Work to be completed
Each record below must be returned exactly, with no line left out.

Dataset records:

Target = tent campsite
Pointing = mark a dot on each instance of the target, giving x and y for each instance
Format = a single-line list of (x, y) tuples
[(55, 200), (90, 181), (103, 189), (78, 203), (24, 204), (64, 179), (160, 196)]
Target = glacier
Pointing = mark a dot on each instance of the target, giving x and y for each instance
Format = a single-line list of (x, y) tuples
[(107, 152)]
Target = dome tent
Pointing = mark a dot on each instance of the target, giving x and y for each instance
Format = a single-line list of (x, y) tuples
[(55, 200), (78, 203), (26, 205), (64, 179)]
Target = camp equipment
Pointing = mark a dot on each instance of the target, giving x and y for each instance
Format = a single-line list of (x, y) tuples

Expected answer
Target = tent campsite
Pointing = mark a dot on each instance of the target, giving x and y for each instance
Format = a single-line list of (x, y) tuples
[(55, 200), (90, 181), (103, 189), (78, 203), (24, 204), (64, 179), (160, 196)]
Target = glacier
Pointing = mark a dot on each instance of the target, giving x and y for each instance
Format = a single-line list of (x, y) tuples
[(107, 152)]
Target = dome tent
Pointing = mark a dot on each instance of the target, giving x and y for each instance
Format = a single-line list of (x, y) tuples
[(55, 200), (78, 203), (26, 205), (64, 179)]
Target = camp equipment
Pointing = mark a dot on each instance of the target, giving x and y for each instance
Format = a single-line list of (x, y) tuples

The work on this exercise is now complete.